[Point annotation listing]
============================================================
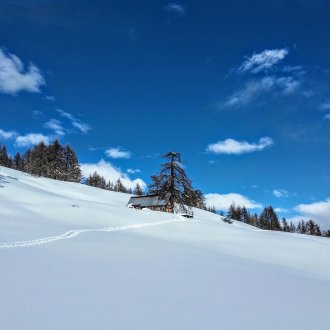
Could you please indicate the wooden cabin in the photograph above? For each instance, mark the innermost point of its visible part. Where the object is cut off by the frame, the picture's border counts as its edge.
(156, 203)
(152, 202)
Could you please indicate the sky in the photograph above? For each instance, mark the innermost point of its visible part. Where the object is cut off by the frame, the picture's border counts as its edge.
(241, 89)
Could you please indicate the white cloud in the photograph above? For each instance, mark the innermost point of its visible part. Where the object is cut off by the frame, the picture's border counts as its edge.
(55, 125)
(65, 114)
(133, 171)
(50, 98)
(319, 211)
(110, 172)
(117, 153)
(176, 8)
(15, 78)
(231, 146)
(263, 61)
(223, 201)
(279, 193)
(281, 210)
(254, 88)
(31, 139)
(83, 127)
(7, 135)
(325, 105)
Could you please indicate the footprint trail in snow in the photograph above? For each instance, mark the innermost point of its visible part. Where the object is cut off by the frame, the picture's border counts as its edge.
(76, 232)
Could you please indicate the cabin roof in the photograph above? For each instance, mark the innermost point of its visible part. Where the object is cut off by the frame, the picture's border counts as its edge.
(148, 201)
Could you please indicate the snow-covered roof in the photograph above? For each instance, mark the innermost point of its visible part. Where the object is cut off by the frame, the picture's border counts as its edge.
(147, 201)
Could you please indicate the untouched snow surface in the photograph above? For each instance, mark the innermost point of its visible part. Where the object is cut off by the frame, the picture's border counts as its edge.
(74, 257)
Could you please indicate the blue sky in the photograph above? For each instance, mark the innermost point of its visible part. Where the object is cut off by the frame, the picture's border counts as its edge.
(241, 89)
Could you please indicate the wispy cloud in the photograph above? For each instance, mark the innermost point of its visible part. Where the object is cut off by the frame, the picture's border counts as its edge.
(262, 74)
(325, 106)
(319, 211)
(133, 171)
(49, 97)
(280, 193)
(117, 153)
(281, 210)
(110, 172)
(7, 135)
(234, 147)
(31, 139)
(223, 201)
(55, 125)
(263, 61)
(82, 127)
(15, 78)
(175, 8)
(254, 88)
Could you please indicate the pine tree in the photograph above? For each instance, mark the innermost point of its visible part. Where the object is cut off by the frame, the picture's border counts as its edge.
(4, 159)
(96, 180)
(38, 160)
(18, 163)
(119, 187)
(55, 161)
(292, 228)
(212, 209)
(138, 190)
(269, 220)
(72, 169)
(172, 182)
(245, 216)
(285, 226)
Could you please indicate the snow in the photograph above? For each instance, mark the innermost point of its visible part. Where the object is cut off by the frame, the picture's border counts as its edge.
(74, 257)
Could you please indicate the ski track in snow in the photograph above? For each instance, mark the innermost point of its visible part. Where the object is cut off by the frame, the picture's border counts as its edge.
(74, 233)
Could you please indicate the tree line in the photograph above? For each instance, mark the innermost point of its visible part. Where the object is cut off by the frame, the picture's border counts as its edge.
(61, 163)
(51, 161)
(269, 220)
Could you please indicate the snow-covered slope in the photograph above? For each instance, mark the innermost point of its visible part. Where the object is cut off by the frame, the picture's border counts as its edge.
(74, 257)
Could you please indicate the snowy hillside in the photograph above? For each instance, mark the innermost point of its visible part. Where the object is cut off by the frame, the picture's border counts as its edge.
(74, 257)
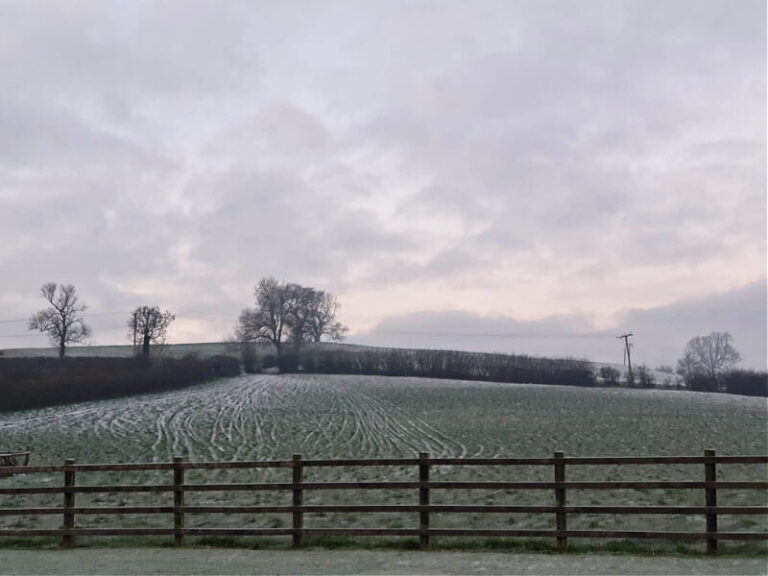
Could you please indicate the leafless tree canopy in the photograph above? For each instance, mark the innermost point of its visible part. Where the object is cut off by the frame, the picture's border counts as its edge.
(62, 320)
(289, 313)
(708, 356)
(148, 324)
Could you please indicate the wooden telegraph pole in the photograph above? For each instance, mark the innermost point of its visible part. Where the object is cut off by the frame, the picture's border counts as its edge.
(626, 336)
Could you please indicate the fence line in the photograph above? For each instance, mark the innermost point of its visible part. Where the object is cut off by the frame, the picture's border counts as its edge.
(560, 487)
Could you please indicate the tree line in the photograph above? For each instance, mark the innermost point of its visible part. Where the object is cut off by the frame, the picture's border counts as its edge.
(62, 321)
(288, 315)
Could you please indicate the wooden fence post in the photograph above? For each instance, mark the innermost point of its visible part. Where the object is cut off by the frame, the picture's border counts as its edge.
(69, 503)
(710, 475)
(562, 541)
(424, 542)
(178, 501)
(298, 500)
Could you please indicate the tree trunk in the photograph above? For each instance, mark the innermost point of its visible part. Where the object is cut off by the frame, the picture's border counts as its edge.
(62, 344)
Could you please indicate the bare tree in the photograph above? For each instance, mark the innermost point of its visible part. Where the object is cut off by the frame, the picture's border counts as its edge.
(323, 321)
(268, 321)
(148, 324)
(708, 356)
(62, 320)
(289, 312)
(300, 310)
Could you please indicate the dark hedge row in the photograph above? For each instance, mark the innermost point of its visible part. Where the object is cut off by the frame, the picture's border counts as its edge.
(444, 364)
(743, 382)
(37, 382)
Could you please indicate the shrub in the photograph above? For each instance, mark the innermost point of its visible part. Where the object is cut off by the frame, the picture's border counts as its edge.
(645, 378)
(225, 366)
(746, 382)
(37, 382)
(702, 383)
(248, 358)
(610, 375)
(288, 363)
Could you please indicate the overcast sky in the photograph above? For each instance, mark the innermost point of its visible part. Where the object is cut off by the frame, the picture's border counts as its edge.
============================================================
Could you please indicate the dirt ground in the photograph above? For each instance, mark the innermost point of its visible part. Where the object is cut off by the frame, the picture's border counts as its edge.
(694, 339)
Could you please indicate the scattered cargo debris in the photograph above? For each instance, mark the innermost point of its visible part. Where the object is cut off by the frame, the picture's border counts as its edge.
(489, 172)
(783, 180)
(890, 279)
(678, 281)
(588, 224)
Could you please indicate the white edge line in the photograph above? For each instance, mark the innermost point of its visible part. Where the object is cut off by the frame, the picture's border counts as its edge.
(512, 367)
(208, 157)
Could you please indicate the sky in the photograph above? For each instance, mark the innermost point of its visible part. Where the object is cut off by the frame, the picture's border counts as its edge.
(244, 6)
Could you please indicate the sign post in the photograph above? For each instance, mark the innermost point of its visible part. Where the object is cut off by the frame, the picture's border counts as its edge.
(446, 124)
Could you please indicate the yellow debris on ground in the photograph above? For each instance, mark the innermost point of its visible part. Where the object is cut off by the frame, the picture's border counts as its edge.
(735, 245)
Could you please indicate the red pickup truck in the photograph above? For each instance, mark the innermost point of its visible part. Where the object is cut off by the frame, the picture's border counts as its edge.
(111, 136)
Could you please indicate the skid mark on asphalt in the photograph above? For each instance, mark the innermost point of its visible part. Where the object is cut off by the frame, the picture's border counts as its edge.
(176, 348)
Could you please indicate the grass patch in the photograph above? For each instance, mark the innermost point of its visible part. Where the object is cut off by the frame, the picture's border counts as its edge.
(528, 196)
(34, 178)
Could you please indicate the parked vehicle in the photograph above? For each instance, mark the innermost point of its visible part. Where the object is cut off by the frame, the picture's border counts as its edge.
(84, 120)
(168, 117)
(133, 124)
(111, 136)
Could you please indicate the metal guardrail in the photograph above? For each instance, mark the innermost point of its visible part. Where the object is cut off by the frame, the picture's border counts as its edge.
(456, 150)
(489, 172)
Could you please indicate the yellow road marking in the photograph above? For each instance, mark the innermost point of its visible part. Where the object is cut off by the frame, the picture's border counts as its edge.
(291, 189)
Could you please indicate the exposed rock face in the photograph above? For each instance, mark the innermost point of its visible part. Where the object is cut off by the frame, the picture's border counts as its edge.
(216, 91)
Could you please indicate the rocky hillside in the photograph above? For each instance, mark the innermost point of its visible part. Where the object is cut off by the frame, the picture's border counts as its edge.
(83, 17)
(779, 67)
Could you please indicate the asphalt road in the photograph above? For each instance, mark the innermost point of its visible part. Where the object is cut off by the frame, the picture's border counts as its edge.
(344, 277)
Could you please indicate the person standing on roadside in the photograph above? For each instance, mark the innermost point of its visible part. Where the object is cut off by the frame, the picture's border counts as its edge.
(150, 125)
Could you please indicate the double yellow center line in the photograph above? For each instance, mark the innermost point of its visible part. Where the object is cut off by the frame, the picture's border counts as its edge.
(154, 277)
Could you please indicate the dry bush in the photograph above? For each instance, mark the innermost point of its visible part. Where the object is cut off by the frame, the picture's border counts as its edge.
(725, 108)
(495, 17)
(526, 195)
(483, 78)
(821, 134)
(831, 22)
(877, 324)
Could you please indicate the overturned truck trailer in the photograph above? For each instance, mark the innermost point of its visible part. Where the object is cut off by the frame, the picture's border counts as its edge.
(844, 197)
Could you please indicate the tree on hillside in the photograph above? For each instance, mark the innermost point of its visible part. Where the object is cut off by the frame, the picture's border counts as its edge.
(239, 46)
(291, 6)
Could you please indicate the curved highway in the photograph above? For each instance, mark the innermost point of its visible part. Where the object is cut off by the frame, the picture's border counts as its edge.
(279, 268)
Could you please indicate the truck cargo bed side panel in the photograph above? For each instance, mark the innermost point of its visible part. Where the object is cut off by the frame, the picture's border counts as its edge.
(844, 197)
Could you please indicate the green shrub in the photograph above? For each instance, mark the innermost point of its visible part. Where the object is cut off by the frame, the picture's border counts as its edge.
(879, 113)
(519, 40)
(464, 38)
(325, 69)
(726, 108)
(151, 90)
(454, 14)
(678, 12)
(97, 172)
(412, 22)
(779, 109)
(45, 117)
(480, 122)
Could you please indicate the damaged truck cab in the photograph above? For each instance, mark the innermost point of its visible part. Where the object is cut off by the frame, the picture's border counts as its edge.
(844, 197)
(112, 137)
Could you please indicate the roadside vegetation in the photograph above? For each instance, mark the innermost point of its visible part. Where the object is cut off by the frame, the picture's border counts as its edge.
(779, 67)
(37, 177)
============================================================
### EXERCISE DESCRIPTION
Pick out every line of the listing above that contains the word "wooden", and copy each one. Case counts.

### ANSWER TO THE EXERCISE
Could you please indicate the wooden cabin in the photograph above? For each instance, mark the innermost point of its visible part. Where the object is cut off by the frame, the picture's border counts as its edge.
Could you please indicate the wooden telegraph pole in the photograph above? For each instance, mark the innermost point of its visible part. Where the object is cut off by the frame, the picture's border counts as its edge.
Could you please indicate the wooden fence post in the photograph above? For each instance, mark the innermost point of its visible part. Where the object is cut off by the frame, the picture's border counts as its edge.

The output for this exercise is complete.